◆ **Objectives**:
[1] In the text on Google's search changes, how much of the total keyword terms are still visible in Google Analytics?
[2] Extend the text on Google's search changes from its last sentence.

◆ **Text excerpt**:
And with yesterday's announcement of 'Hummingbird' (the search giant's biggest change to their engine algorithm since the 2009 'Caffeine' overhaul), Google stated that  “around 90% of searches" would be affected. My initial take on this was "Great, I bet that means even more paid-for results appearing at the top of the page".

2. The removal of organic keyword information 
Unless you're in the SEO industry you might not have been following the recent developments in the ongoing [not provided] issue with Google.
To put this in a non-technical way... Google used to let's site owners see which words were driving organic search traffic to their site, via the Google Analytics tool they provide for free. However, over the course of a almost 2 years, the percentage of terms you get to see in GA has diminished to the point where now only 20 - 30% of the total are visible... and this is decreasing all the time.

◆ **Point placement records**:
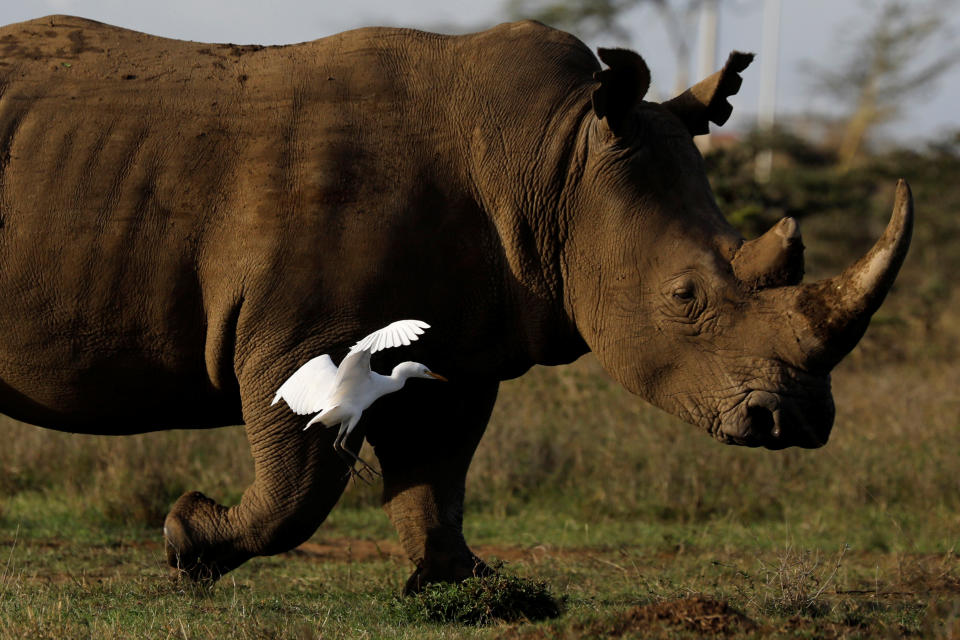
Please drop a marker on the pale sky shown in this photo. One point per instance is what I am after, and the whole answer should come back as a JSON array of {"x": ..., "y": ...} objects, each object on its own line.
[{"x": 809, "y": 31}]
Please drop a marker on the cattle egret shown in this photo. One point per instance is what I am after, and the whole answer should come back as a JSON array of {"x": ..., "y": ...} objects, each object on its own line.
[{"x": 339, "y": 395}]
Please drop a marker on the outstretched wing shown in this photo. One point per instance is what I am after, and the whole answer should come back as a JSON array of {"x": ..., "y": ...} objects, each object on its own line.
[
  {"x": 395, "y": 334},
  {"x": 308, "y": 389}
]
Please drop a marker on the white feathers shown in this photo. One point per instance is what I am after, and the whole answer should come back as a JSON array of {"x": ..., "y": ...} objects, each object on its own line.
[
  {"x": 319, "y": 384},
  {"x": 395, "y": 334},
  {"x": 339, "y": 395},
  {"x": 307, "y": 390}
]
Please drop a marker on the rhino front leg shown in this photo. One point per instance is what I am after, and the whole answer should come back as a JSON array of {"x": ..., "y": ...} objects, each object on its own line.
[
  {"x": 425, "y": 439},
  {"x": 299, "y": 478}
]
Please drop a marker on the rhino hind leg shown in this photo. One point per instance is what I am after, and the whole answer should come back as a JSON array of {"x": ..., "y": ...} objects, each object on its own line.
[
  {"x": 427, "y": 440},
  {"x": 299, "y": 478}
]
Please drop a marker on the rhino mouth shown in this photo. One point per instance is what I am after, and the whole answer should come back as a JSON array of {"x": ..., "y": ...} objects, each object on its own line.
[{"x": 777, "y": 421}]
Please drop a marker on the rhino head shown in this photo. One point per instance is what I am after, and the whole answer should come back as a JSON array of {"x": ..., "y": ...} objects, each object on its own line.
[{"x": 677, "y": 306}]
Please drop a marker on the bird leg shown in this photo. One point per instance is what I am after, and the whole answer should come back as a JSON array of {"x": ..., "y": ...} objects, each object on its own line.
[{"x": 351, "y": 458}]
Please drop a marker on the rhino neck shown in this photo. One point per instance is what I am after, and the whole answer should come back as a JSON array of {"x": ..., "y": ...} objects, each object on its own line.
[{"x": 522, "y": 182}]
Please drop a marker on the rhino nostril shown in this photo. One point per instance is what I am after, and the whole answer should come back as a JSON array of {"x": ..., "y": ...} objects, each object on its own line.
[{"x": 761, "y": 421}]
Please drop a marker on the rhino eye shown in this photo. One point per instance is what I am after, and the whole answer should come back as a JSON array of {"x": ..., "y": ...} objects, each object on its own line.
[{"x": 684, "y": 292}]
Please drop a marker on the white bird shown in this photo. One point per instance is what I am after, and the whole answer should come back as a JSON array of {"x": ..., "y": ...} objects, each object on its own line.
[{"x": 339, "y": 395}]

◆ **Response list**:
[1] Only 20 to 30% of the total, and that share keeps decreasing.

[2]
Why? Well there has been various excuses for removing this incredibly valuable SEO source, from the generic "privacy" label through to the mention of "NSA snooping" (That's the National Security Agency, the internal spy organisation, similar in function to GCHQ, to us Brits).

However, despite all this bluster by the 'Big G' about protecting our privacy, Google still provides full disclosure about specific keyword usage to those who pay for it's AdWords Pay-Per-Click service. Thus putting a price on your privacy.